= Dundee United F.C. in the 1970s =

This page covers the seasons from 1970–71 to 1979–80.

==1970–71==

The club finished the Division One season in sixth place, missing out on European qualification by one place as rivals Dundee pipped them by two points. Aberdeen knocked United out of the Scottish Cup in the fourth round while the club failed to get past the League Cup first round. United were knocked out of the Inter-Cities Fairs Cup in the second round by Czechoslovak side TJ Sparta ČKD Praha.

| Pos | Teamv; t; e; | Pld | W | D | L | GF | GA | GD | Pts |
|---|---|---|---|---|---|---|---|---|---|
| 5 | Dundee | 34 | 14 | 10 | 10 | 53 | 45 | +8 | 38 |
| 6 | Dundee United | 34 | 14 | 8 | 12 | 53 | 54 | −1 | 36 |
| 7 | Falkirk | 34 | 13 | 9 | 12 | 46 | 53 | −7 | 35 |

==1971–72==

The club finished the Division One season in ninth place, with Jim McLean beginning a 22-year managerial spell with the club in December 1971, taking over from Jerry Kerr. Aberdeen knocked United out of the Scottish Cup for the second year running, this time in the third round, while the club again failed to get past the League Cup first round. In the Texaco Cup, United were beaten 8–5 on aggregate by eventual winners Derby County in the first round.

| Pos | Teamv; t; e; | Pld | W | D | L | GF | GA | GD | Pts |
|---|---|---|---|---|---|---|---|---|---|
| 8 | St Johnstone | 34 | 12 | 8 | 14 | 52 | 58 | −6 | 32 |
| 9 | Dundee United | 34 | 12 | 7 | 15 | 55 | 70 | −15 | 31 |
| 10 | Motherwell | 34 | 11 | 7 | 16 | 49 | 69 | −20 | 29 |

==1972–73==

The club finished the Division One season in seventh place, in Jim McLean's first full season since taking over from Jerry Kerr. Rangers knocked United out of the Scottish Cup third round, while the club reached the League Cup second round. In the Texaco Cup, United were again beaten in the first round, this time on penalties by Leicester City after a 3–3 aggregate draw.

Given problem 1: Set down the passage of the Dundee United season summaries from "This page covers" up to and including "Sparta ČKD Praha.", word for word.
Given problem 2: According to the Dundee United season summaries, whom did Jim McLean take over from as manager in December 1971?

Dataset content:
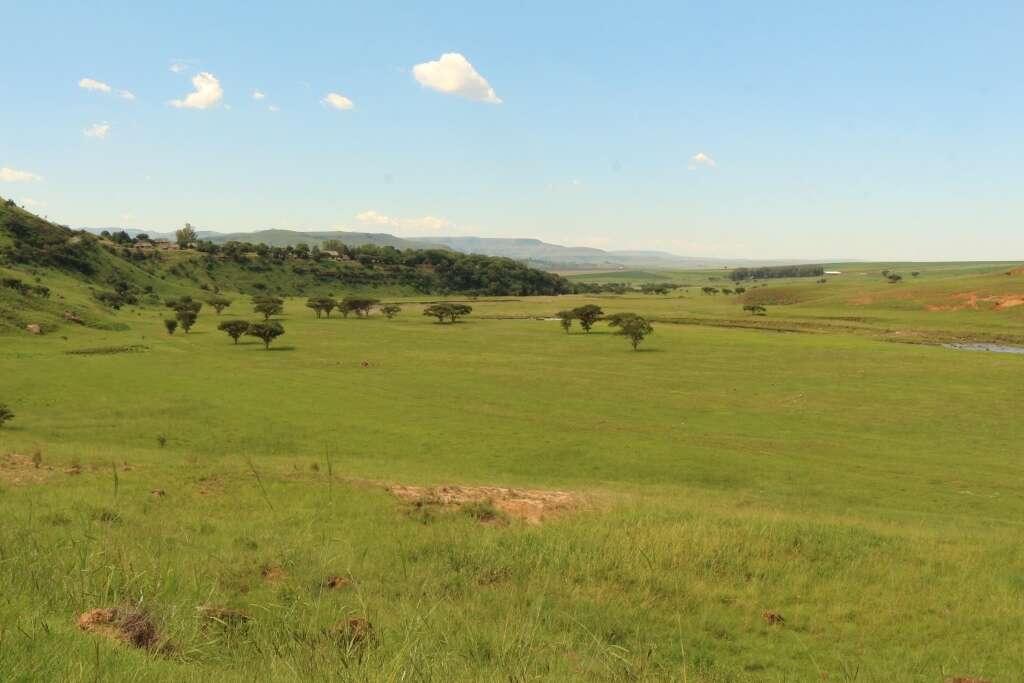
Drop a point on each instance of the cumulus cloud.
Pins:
(92, 84)
(13, 175)
(338, 101)
(208, 93)
(700, 159)
(97, 130)
(454, 75)
(428, 223)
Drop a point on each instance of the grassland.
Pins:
(798, 463)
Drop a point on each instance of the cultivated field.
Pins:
(822, 493)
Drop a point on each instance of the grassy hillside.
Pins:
(786, 497)
(863, 491)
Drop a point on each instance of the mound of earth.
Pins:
(121, 624)
(531, 506)
(971, 300)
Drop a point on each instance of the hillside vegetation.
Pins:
(751, 497)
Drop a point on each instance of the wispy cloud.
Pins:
(14, 175)
(207, 94)
(700, 159)
(92, 84)
(338, 101)
(97, 130)
(454, 75)
(424, 223)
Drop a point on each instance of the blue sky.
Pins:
(865, 130)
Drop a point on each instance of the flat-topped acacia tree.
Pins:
(633, 327)
(587, 315)
(265, 331)
(452, 311)
(235, 329)
(565, 318)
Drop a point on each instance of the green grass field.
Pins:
(800, 463)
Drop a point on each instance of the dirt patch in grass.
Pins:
(352, 632)
(970, 300)
(530, 506)
(225, 616)
(336, 582)
(107, 350)
(18, 469)
(272, 573)
(121, 624)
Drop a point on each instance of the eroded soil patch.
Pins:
(121, 624)
(531, 506)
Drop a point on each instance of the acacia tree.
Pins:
(235, 329)
(266, 331)
(438, 310)
(185, 237)
(565, 317)
(634, 327)
(219, 303)
(452, 311)
(5, 414)
(315, 304)
(186, 317)
(587, 315)
(361, 305)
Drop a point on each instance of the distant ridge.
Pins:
(536, 253)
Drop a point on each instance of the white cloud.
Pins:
(208, 93)
(13, 175)
(91, 84)
(97, 130)
(338, 101)
(700, 159)
(99, 86)
(454, 75)
(428, 223)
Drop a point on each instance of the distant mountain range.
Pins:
(534, 252)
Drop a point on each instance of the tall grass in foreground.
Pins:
(630, 588)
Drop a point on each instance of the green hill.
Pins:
(52, 274)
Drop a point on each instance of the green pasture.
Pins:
(800, 463)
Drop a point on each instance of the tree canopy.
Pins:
(265, 331)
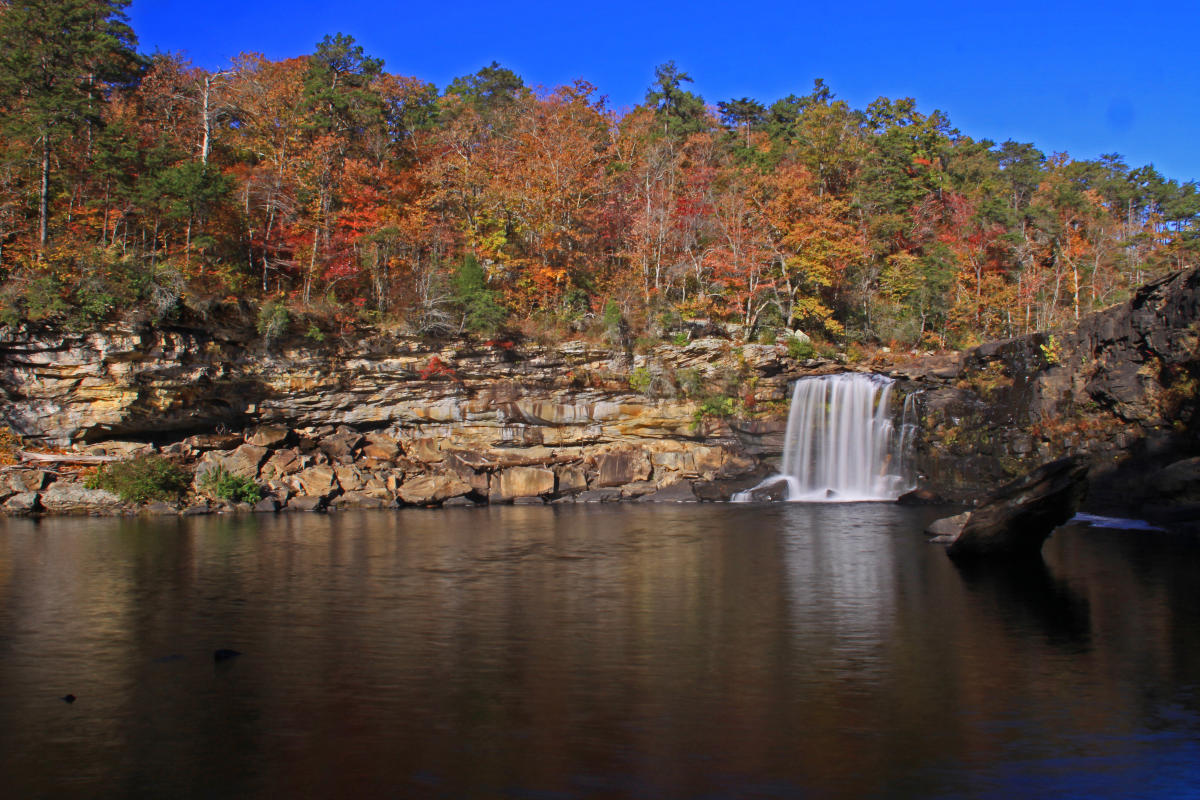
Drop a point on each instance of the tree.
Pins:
(743, 114)
(678, 110)
(58, 59)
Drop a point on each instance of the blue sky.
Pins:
(1079, 77)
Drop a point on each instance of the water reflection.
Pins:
(606, 651)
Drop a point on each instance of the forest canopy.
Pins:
(137, 185)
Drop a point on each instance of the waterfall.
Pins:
(841, 445)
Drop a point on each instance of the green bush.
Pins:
(640, 380)
(801, 349)
(222, 483)
(273, 319)
(690, 382)
(480, 307)
(142, 479)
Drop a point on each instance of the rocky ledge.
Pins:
(383, 420)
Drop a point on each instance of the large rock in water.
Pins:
(1015, 519)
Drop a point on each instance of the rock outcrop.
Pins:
(1015, 521)
(375, 417)
(1120, 391)
(389, 420)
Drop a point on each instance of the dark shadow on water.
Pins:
(1030, 596)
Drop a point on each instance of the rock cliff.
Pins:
(371, 417)
(378, 419)
(1120, 390)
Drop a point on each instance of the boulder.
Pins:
(207, 441)
(243, 462)
(23, 503)
(921, 498)
(124, 450)
(426, 489)
(679, 492)
(424, 450)
(571, 477)
(773, 492)
(468, 469)
(28, 480)
(267, 505)
(1015, 519)
(522, 482)
(1179, 481)
(306, 504)
(282, 462)
(340, 446)
(621, 467)
(360, 500)
(349, 477)
(319, 481)
(75, 499)
(947, 529)
(381, 447)
(269, 435)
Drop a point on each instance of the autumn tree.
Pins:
(58, 61)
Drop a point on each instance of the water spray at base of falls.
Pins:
(841, 444)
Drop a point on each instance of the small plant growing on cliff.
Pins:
(273, 320)
(640, 380)
(714, 405)
(142, 479)
(799, 349)
(1050, 352)
(222, 483)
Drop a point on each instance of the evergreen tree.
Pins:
(58, 61)
(679, 110)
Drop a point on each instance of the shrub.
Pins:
(1051, 353)
(799, 349)
(222, 483)
(690, 382)
(142, 479)
(640, 380)
(273, 319)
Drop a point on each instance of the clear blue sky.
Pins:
(1079, 77)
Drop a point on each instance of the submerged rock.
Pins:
(66, 498)
(1015, 519)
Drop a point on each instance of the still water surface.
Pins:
(612, 651)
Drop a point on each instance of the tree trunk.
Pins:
(43, 205)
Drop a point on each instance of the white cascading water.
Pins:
(841, 445)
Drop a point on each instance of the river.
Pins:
(592, 651)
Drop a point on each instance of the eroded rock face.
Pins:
(1120, 391)
(1015, 521)
(75, 499)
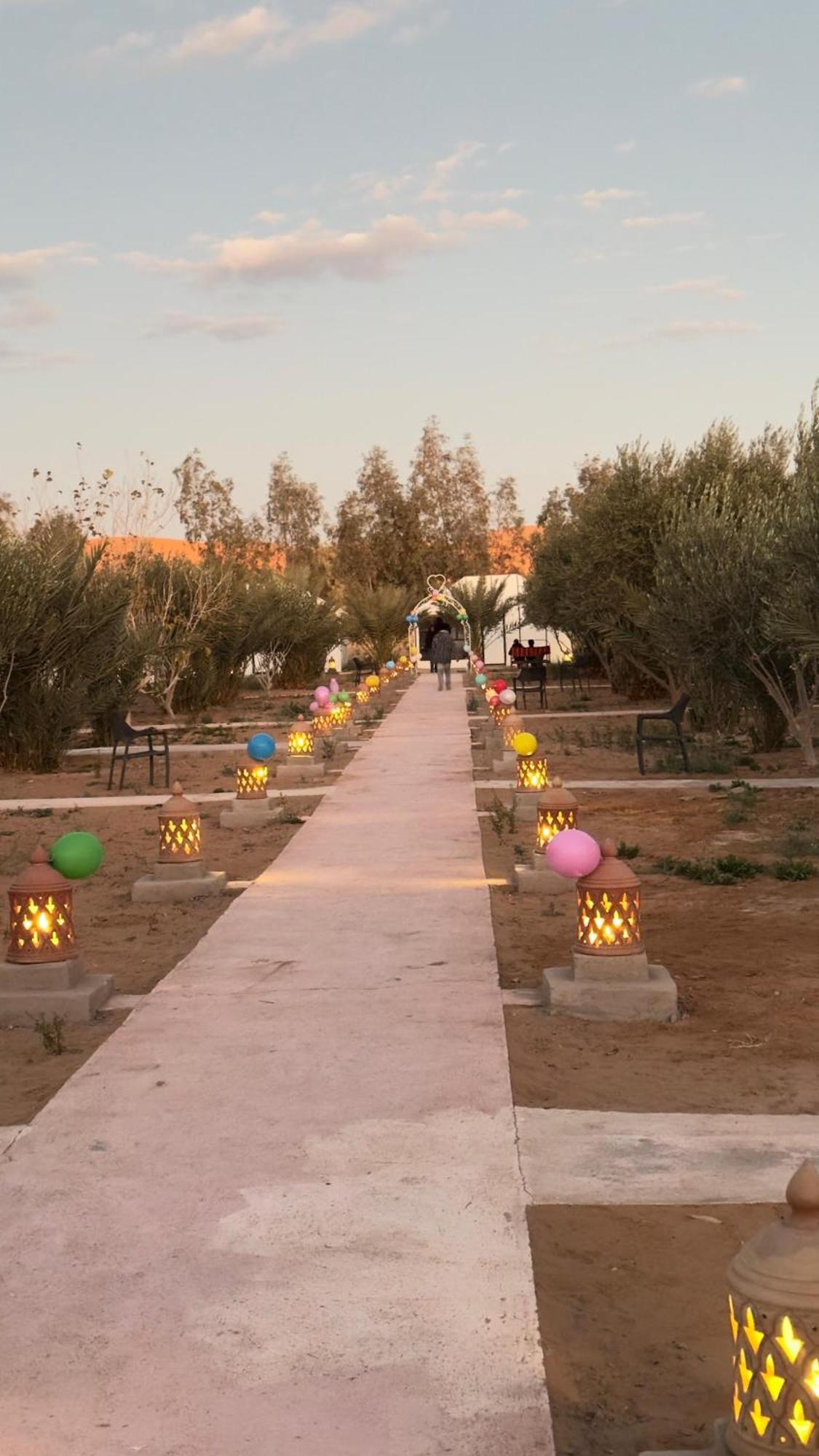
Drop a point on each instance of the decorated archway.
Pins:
(438, 599)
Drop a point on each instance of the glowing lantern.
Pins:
(774, 1318)
(180, 831)
(608, 908)
(251, 781)
(557, 810)
(532, 772)
(41, 915)
(301, 740)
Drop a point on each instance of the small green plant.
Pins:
(50, 1032)
(727, 870)
(793, 870)
(502, 818)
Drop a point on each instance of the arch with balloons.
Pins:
(439, 599)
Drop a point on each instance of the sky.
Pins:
(309, 225)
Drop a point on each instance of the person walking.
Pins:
(440, 657)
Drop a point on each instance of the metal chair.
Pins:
(532, 678)
(122, 733)
(675, 717)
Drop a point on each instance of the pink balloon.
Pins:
(573, 854)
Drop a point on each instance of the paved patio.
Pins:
(280, 1212)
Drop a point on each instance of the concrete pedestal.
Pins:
(611, 988)
(170, 883)
(299, 771)
(248, 815)
(526, 806)
(538, 880)
(58, 989)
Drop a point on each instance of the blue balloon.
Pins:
(261, 746)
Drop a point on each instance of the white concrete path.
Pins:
(280, 1212)
(660, 1158)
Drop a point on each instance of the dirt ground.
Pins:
(737, 953)
(634, 1323)
(604, 749)
(138, 944)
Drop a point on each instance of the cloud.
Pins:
(687, 333)
(311, 251)
(502, 218)
(242, 327)
(27, 314)
(148, 263)
(130, 44)
(717, 87)
(663, 221)
(264, 34)
(21, 270)
(422, 30)
(705, 288)
(595, 199)
(445, 170)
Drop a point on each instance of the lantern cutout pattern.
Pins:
(557, 810)
(41, 915)
(301, 742)
(532, 774)
(251, 781)
(608, 908)
(180, 831)
(774, 1318)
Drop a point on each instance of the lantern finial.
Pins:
(802, 1195)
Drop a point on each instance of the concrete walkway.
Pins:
(280, 1212)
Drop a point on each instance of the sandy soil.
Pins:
(136, 944)
(737, 953)
(634, 1326)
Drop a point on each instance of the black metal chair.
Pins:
(673, 717)
(122, 733)
(532, 679)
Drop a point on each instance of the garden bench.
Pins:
(673, 717)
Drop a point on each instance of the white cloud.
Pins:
(500, 219)
(130, 44)
(21, 270)
(311, 251)
(701, 330)
(148, 263)
(663, 221)
(445, 168)
(241, 327)
(27, 314)
(705, 288)
(595, 199)
(717, 87)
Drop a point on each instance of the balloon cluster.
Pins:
(76, 855)
(261, 748)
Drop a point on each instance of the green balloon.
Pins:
(76, 855)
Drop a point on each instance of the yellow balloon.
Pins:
(525, 745)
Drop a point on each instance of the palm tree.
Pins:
(376, 620)
(484, 608)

Written solution 1:
This page covers the seasons from 1970–71 to 1979–80.

==1970–71==

The club finished the Division One season in sixth place, missing out on European qualification by one place as rivals Dundee pipped them by two points. Aberdeen knocked United out of the Scottish Cup in the fourth round while the club failed to get past the League Cup first round. United were knocked out of the Inter-Cities Fairs Cup in the second round by Czechoslovak side TJ Sparta ČKD Praha.

Written solution 2: Jerry Kerr